§ TRECHO:
Baixar versão em PDF Campinas, 25 de abril de 2016 a 01 de maio de 2016 – ANO 2016 – Nº 653

Do sistema feudal ao capitalismo

Governo Meiji usou princípios do conceito de família
para legitimar seu projeto de modernização do Japão

O conceito de família no Japão, que compreende elementos como obediência, honra, lealdade e responsabilidade, serviu ao propósito do Governo Imperial Meiji de legitimar a transição do sistema feudal para o capitalista no país. “A partir desses princípios, o Estado construiu um eficiente discurso de lealdade filial da população ao governo e a seu projeto de modernização”, afirma a economista Anna Ligia Pozzetti de Abreu, que defendeu recentemente no Instituto de Economia (IE) da Unicamp a dissertação de mestrado intitulada “Terra, família e agricultura: um estudo sobre a transição ao capitalismo no Japão (XVII-XIX)”. O trabalho foi orientado pela professora Milena Fernandes de Oliveira.

§ LINHAS EXTRAÍDAS:
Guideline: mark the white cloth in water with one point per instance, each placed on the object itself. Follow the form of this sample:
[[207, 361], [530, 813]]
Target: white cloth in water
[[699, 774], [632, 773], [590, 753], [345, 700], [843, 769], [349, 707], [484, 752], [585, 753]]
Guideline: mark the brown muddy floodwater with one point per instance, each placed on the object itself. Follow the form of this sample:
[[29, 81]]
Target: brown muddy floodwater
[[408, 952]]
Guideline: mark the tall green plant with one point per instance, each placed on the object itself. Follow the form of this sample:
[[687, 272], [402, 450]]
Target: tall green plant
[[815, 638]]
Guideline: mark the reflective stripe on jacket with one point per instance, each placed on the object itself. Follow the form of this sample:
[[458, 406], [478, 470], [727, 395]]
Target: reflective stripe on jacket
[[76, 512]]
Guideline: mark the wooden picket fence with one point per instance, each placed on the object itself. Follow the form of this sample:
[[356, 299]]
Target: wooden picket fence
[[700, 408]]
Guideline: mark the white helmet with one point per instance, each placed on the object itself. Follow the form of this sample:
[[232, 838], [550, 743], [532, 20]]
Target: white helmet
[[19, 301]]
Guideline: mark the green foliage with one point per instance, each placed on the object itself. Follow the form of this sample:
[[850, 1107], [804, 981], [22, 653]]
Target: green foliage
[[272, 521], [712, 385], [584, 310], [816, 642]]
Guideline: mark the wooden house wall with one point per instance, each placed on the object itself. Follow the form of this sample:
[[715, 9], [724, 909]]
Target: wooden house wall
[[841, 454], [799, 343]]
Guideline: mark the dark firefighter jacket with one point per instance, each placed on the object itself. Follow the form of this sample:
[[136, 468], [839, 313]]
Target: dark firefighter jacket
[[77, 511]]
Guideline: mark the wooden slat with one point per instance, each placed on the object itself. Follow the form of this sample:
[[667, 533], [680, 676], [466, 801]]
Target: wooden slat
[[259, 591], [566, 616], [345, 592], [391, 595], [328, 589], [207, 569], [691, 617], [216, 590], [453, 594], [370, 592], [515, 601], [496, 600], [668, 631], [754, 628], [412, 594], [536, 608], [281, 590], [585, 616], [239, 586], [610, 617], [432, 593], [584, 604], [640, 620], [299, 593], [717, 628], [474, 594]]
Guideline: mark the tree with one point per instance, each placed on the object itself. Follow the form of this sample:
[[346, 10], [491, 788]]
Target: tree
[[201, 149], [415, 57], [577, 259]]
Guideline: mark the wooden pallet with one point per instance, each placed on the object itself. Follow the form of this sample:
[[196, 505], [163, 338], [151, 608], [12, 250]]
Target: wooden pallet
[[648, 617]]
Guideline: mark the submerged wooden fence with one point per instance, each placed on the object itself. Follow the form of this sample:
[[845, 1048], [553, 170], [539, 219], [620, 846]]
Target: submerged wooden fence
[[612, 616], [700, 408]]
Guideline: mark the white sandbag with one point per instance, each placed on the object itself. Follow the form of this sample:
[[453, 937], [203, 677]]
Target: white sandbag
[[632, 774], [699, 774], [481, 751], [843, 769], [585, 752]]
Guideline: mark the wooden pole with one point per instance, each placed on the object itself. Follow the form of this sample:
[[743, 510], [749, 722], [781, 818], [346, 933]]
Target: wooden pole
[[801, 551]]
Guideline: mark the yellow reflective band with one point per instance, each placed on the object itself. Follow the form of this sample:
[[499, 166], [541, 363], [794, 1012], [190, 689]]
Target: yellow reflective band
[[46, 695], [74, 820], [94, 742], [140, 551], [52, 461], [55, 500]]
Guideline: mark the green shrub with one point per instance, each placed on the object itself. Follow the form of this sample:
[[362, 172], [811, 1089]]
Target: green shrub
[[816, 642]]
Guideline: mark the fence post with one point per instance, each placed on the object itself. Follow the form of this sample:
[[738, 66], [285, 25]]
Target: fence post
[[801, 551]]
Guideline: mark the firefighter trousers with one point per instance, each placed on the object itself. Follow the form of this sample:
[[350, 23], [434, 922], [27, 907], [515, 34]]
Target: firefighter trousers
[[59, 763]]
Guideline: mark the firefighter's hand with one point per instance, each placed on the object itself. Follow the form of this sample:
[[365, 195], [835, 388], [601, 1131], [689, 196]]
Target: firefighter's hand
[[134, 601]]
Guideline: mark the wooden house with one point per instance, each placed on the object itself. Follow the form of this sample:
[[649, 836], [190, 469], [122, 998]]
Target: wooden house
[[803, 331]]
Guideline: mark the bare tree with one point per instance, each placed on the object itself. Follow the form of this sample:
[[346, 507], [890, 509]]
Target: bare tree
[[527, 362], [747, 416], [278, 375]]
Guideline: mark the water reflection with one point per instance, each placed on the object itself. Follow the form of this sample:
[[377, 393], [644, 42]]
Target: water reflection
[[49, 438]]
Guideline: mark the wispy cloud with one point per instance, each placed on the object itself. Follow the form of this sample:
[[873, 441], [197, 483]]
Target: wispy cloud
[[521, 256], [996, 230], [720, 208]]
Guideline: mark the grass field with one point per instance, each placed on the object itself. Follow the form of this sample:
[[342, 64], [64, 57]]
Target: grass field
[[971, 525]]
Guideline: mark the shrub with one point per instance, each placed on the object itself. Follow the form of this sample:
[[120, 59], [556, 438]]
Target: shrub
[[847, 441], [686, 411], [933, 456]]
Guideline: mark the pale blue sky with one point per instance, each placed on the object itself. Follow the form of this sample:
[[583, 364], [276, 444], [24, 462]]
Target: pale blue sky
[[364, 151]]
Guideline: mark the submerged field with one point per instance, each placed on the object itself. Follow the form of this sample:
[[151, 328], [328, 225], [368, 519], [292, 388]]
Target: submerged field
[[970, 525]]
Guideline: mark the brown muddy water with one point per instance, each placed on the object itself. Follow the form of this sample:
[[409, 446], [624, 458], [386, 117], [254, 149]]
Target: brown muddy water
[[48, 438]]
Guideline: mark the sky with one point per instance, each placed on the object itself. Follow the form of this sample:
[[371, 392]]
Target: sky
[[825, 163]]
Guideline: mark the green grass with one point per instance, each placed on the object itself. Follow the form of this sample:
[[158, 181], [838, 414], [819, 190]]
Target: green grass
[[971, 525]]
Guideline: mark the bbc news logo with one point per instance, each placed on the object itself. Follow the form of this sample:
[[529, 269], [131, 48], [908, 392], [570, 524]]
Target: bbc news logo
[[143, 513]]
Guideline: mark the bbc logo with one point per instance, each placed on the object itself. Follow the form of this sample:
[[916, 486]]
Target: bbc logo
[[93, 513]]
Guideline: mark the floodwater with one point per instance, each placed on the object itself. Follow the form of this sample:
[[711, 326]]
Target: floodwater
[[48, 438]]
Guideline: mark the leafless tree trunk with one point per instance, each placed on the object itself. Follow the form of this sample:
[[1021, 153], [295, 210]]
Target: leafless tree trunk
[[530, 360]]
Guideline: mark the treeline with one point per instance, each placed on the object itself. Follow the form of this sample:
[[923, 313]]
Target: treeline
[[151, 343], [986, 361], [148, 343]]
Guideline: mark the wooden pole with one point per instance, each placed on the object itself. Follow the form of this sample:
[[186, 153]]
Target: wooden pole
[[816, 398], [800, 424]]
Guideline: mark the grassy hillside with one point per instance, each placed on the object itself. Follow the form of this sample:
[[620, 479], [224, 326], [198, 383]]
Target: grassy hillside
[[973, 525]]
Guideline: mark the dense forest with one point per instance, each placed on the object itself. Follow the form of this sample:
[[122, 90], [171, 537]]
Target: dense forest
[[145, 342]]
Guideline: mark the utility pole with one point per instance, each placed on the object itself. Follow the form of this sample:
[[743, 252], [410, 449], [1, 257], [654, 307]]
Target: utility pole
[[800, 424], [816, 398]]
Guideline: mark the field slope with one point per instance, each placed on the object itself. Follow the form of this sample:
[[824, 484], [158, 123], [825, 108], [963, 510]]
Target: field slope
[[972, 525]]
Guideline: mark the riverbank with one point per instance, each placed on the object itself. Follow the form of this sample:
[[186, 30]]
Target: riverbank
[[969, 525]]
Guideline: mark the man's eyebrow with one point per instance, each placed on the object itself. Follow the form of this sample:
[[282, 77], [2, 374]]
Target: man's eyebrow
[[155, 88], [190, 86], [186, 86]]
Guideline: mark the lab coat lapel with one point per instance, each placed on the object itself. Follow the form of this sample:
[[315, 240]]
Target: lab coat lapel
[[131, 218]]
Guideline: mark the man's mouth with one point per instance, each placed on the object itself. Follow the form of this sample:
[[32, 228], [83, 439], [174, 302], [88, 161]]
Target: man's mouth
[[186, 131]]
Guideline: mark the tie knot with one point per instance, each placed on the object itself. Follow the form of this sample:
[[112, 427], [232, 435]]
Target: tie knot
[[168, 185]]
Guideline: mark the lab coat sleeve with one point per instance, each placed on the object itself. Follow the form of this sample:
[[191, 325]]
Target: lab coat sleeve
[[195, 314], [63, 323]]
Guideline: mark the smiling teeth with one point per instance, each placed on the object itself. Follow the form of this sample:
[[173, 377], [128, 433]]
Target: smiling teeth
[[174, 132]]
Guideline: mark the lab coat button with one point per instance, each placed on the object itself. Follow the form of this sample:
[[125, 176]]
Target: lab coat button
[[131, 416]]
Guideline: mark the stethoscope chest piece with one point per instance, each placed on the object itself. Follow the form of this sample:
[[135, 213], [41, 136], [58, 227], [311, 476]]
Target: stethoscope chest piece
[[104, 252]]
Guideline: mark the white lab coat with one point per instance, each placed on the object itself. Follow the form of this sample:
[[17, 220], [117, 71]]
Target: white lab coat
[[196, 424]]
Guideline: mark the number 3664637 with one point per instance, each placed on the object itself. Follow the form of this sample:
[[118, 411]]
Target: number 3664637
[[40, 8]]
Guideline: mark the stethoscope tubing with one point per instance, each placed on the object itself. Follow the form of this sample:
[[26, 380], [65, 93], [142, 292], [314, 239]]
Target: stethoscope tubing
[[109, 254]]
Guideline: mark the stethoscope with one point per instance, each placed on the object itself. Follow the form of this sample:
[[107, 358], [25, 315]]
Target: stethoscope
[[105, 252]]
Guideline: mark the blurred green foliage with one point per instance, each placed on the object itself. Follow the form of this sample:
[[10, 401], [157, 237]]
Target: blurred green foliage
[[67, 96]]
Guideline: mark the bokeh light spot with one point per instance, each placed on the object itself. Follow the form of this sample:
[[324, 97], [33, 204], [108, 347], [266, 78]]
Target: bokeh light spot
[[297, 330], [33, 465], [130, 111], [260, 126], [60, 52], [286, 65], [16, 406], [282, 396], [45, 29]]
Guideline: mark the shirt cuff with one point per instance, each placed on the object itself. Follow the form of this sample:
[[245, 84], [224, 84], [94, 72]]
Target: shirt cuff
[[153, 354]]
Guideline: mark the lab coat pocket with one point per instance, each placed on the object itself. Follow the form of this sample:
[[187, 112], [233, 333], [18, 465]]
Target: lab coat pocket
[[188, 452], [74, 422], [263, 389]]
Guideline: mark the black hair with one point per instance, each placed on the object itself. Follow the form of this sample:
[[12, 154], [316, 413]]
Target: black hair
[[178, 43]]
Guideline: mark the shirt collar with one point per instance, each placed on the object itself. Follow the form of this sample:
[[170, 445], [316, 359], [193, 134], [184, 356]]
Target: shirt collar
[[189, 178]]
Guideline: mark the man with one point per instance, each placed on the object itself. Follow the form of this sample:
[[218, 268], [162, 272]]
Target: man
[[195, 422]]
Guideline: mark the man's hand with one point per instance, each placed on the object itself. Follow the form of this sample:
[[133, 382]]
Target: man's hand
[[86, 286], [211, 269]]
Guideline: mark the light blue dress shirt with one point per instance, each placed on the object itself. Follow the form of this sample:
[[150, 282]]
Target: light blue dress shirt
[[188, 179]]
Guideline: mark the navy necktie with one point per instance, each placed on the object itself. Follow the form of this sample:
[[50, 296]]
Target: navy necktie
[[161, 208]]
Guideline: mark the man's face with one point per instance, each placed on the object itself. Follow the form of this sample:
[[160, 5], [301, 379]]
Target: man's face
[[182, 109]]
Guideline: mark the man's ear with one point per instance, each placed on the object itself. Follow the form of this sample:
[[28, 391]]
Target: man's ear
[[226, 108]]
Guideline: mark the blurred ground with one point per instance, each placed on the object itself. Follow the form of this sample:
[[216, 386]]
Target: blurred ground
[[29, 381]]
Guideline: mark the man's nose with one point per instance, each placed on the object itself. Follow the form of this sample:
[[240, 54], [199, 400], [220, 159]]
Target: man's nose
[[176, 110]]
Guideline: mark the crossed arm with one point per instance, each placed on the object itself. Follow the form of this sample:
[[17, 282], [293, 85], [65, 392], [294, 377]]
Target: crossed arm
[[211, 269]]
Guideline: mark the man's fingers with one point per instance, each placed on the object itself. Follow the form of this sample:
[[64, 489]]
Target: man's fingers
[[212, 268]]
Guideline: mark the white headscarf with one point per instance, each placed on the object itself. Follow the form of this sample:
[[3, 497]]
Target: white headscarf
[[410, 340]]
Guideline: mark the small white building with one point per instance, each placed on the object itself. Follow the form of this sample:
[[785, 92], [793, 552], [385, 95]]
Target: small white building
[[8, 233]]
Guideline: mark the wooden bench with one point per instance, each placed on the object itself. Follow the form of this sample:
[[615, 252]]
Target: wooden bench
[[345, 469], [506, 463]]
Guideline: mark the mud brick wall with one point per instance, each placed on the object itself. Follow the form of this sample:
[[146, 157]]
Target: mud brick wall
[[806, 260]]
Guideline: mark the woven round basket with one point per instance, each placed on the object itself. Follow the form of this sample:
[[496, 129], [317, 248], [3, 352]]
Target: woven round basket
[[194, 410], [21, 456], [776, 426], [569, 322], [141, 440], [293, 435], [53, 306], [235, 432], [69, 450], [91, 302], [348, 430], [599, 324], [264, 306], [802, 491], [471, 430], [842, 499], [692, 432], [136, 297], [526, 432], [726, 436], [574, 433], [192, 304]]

§ TAREFAS:
• a. No trecho sobre a modernização do Japão, reescreva de forma mais breve o parágrafo que começa com "O conceito de família no Japão", mantendo os fatos principais.
• b. Responda com base no trecho sobre a modernização do Japão, uma resposta por linha, marcando-as como as perguntas:
(i) Qual é o número da edição indicado no cabeçalho?
(ii) Segundo o subtítulo, o que o Governo Meiji buscava legitimar?
(iii) Quem orientou a dissertação de mestrado?
• c. Prossiga com o texto sobre a modernização do Japão a partir da última frase apresentada.

§ RESPOSTAS:
• a. No Japão, o conceito de família reunia obediência, honra, lealdade e responsabilidade. O Governo Imperial Meiji usou esse conceito para legitimar a passagem do sistema feudal ao capitalista. Segundo a economista Anna Ligia Pozzetti de Abreu, o Estado se apoiou nesses princípios para construir um discurso de lealdade filial da população ao governo e ao seu projeto de modernização. Ela defendeu no Instituto de Economia (IE) da Unicamp a dissertação de mestrado "Terra, família e agricultura: um estudo sobre a transição ao capitalismo no Japão (XVII-XIX)". A orientação foi da professora Milena Fernandes de Oliveira.

• b.
(i) Nº 653.
(ii) Seu projeto de modernização do Japão.
(iii) A professora Milena Fernandes de Oliveira.

• c.
A pesquisa de Anna Ligia trata de um dos elementos do processo de transição do período Shogunal Tokugawa ao período Imperial Meiji: as transformações da estrutura agrária desde o século XVII ao XIX. Dentro de uma pesquisa mais ampla, a economista destacou especificamente a relação familiar japonesa denominada “sistema ie”, cuja configuração se estabelece no início do período Edo e remete à sociedade agrária.

Tal sistema, segundo Anna Ligia, incutiu na sociedade, a partir da organização da produção em pequenas unidades produtivas, as noções de solidariedade, respeito e obediência filial, que em boa medida se estendem até os dias atuais. “O Estado se apropriou desses princípios para formatar um projeto que garantisse coesão social e favorecesse a execução, a partir da transição do Governo Shogunal Tokugawa para o Governo Imperial Meiji, de políticas tidas como modernizadoras”, reforça a pesquisadora.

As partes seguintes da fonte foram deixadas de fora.